* Work to complete *
From the first line of the entries down to the line with "segment --region=textured ceiling", write out every line exactly; that last line counts, but pictures do not.

* Records supplied *
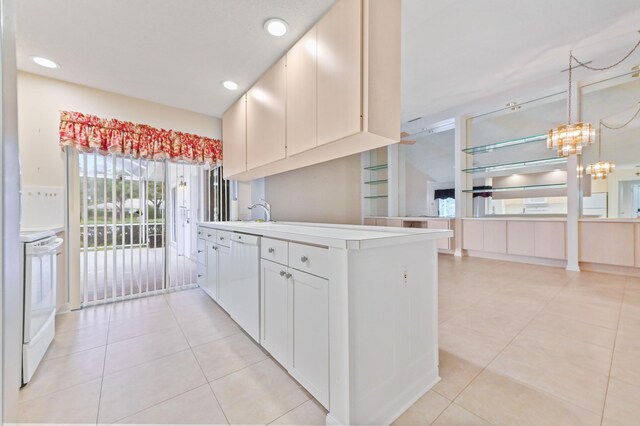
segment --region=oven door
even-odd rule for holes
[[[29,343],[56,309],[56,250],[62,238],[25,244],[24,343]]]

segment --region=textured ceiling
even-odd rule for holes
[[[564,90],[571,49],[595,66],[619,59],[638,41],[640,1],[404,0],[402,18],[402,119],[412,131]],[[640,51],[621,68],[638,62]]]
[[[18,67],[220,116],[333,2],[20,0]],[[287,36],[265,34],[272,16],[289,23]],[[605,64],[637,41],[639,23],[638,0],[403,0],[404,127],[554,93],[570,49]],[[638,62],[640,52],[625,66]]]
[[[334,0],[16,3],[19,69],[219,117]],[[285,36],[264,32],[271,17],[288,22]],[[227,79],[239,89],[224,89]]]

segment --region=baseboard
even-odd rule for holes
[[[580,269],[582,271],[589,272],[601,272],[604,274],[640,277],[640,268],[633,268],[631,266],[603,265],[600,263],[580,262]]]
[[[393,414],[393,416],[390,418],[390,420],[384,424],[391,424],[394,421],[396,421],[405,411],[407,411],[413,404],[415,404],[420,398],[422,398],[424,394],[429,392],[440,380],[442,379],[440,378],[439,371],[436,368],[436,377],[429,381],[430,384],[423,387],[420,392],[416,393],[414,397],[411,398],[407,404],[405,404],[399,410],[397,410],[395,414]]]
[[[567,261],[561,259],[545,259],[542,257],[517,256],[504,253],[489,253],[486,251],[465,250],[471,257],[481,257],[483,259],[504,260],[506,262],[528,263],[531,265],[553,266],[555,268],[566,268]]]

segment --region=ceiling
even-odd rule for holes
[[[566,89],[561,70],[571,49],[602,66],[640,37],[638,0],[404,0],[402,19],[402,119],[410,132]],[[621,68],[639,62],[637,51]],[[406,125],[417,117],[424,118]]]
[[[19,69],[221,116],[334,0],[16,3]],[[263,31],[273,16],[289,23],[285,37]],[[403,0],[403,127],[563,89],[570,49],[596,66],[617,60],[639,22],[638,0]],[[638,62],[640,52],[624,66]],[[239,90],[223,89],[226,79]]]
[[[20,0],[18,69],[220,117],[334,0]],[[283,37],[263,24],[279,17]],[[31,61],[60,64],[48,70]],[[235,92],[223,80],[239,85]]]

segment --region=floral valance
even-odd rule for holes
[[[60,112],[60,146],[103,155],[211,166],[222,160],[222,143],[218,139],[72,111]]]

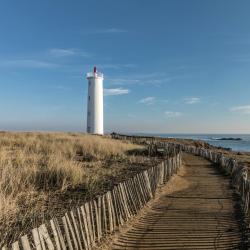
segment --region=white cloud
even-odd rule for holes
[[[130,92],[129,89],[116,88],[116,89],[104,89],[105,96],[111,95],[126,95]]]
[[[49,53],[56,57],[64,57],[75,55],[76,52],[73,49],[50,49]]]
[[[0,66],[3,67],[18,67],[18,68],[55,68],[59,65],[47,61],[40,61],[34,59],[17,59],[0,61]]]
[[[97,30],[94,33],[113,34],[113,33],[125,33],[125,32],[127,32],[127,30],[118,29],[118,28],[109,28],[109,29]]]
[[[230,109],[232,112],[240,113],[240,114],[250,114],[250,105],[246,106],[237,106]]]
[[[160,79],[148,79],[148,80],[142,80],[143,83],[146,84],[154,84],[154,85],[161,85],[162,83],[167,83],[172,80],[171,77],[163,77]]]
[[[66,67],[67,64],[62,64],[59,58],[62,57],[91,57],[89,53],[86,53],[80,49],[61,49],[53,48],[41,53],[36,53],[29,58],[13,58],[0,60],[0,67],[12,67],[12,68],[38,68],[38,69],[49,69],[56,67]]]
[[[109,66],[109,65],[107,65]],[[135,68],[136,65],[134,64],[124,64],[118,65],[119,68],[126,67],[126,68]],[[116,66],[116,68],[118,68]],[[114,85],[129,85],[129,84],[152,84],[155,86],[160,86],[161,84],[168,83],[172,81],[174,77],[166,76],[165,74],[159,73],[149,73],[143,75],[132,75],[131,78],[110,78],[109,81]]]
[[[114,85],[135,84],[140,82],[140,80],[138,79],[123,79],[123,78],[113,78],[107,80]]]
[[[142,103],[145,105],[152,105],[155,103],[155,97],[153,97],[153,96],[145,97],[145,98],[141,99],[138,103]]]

* Result of the task *
segment --region=oven door
even-odd rule for holes
[[[29,343],[56,309],[56,250],[62,238],[25,244],[24,343]]]

segment --region=textured ceiling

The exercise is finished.